#### [Task details]
Locate every line in the items below that contains the string "blonde", and copy each of those lines in full. Case counts.

#### [Exercise inputs]
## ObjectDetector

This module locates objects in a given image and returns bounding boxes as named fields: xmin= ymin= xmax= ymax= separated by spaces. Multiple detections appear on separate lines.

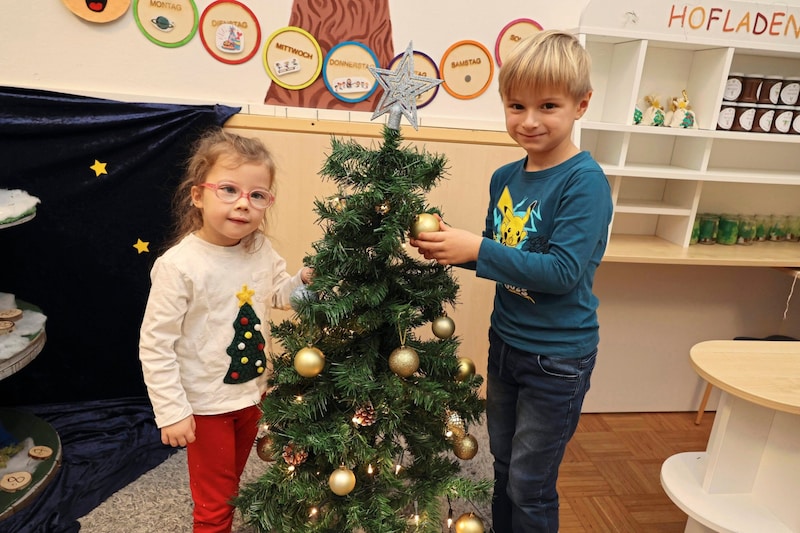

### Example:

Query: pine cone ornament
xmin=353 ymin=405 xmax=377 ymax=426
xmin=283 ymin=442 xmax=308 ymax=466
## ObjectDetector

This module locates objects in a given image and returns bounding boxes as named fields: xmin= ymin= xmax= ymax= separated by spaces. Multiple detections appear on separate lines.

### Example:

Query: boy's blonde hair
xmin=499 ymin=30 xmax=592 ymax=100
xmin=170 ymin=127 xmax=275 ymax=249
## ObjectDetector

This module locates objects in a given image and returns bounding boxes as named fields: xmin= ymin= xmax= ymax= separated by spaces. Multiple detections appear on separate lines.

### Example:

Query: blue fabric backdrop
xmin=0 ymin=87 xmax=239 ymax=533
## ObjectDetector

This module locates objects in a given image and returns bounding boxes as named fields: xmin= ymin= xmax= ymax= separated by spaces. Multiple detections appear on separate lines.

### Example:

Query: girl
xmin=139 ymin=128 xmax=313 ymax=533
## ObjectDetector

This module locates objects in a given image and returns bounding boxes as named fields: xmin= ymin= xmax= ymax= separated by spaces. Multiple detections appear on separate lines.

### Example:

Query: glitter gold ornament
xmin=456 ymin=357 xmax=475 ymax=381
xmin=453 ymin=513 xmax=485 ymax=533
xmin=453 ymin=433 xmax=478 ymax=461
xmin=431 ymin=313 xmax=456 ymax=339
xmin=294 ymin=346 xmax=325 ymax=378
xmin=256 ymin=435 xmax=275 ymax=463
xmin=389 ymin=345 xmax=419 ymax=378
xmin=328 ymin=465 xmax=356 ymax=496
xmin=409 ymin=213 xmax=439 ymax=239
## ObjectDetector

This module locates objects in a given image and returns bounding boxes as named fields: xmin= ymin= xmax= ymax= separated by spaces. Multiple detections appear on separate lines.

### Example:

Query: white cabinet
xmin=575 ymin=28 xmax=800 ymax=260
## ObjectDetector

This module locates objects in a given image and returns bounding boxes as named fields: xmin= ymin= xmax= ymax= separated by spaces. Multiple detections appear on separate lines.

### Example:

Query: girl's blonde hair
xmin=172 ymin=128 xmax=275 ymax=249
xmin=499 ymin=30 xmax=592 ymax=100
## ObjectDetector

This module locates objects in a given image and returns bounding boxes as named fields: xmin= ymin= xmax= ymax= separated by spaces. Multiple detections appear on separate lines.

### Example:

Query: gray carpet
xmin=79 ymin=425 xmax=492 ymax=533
--
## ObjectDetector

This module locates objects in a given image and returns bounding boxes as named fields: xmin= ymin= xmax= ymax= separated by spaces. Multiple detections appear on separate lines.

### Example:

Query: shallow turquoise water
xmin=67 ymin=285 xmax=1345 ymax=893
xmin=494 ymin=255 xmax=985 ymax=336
---
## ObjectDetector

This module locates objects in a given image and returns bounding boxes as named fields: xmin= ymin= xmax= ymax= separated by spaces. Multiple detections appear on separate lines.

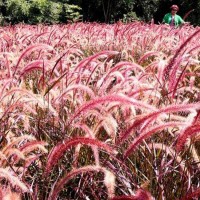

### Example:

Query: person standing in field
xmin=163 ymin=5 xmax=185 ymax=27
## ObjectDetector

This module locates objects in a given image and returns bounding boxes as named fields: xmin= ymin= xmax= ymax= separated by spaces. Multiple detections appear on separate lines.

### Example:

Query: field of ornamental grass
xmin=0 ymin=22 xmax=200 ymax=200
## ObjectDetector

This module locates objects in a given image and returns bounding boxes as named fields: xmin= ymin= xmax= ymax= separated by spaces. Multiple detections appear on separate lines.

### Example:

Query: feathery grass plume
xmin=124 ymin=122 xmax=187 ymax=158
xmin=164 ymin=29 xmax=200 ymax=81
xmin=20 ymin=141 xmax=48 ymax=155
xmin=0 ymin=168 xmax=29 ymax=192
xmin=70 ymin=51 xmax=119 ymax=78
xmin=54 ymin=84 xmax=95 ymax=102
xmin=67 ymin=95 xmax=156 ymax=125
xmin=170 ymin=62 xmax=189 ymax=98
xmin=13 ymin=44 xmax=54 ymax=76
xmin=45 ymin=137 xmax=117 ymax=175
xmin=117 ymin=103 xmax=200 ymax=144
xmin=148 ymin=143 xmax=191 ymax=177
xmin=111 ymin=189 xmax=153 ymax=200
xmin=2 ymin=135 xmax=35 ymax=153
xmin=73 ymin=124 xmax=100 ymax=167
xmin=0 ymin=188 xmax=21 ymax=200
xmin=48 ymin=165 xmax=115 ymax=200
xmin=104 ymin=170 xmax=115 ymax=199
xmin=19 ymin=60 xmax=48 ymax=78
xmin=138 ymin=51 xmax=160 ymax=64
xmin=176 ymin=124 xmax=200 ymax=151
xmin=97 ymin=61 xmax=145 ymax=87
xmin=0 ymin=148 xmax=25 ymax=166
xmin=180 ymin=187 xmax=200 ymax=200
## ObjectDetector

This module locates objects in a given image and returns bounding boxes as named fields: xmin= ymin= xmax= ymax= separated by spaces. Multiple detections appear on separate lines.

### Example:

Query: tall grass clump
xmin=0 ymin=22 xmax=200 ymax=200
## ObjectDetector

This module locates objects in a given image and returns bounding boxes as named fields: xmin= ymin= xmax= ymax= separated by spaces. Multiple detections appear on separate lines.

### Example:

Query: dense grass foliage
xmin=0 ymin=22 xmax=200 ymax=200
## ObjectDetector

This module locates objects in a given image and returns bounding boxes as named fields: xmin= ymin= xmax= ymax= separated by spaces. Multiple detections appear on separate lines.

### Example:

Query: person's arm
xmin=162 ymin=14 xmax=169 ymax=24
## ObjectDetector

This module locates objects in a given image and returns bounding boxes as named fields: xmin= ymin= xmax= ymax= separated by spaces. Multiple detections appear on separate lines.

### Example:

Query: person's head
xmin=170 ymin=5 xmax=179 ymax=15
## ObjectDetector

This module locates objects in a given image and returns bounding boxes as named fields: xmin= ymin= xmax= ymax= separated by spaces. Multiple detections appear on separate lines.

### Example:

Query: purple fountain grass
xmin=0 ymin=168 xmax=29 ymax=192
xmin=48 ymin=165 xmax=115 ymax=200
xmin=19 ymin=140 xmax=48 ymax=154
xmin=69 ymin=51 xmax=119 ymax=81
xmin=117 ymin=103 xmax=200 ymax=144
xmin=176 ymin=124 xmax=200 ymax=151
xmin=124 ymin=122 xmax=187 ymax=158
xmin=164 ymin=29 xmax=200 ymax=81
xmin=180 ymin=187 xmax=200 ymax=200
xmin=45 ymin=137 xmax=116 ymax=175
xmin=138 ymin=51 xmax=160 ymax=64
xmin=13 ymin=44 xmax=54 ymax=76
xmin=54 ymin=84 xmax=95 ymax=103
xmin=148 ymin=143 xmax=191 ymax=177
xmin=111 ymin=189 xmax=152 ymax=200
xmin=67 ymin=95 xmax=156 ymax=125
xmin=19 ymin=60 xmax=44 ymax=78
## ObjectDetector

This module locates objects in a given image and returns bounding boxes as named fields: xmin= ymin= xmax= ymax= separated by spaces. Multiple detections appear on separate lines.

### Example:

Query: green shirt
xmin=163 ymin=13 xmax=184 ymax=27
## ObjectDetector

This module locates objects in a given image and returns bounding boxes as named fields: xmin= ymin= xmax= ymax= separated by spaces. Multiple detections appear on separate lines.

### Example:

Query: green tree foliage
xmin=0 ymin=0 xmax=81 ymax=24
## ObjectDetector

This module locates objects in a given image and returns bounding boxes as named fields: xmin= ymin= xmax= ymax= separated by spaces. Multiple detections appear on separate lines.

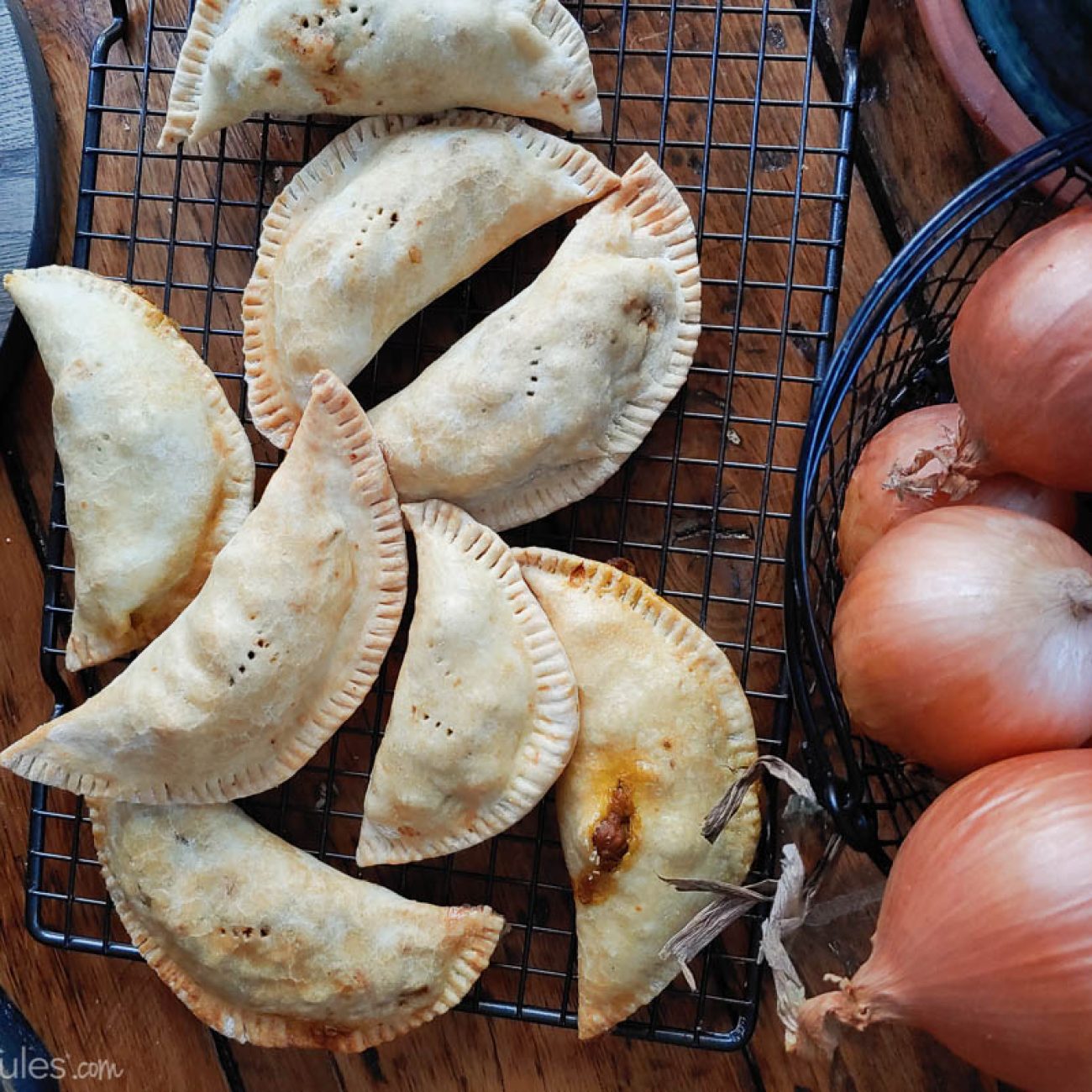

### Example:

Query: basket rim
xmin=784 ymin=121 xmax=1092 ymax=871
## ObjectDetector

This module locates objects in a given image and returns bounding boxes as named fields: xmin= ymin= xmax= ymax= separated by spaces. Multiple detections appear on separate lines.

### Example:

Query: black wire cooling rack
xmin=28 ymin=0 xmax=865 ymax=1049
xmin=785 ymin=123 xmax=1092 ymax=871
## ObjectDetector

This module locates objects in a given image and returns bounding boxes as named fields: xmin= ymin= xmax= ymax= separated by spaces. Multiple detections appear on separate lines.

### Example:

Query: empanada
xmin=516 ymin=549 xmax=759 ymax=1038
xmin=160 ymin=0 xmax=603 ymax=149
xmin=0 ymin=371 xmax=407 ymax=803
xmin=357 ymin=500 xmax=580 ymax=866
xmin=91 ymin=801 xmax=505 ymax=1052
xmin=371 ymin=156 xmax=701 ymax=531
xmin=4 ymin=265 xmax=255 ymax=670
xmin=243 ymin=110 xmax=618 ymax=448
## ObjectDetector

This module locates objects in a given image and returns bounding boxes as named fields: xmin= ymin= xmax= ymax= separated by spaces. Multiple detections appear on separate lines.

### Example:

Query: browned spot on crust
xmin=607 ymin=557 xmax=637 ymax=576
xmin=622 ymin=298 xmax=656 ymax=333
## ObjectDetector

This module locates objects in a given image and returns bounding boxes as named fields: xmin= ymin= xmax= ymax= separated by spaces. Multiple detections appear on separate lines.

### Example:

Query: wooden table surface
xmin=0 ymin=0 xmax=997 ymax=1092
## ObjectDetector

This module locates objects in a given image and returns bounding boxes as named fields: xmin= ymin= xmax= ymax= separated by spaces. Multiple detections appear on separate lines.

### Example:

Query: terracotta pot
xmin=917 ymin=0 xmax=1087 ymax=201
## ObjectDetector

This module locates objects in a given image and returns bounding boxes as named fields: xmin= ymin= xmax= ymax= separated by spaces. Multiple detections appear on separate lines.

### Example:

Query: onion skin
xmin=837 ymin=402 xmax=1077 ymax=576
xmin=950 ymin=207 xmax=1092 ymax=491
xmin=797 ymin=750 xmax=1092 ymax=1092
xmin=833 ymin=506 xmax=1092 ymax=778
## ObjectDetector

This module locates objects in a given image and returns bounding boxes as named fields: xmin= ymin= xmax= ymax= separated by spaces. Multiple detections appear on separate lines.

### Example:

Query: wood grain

#### [Written answer]
Query: boy's blonde hair
Query: girl's blonde hair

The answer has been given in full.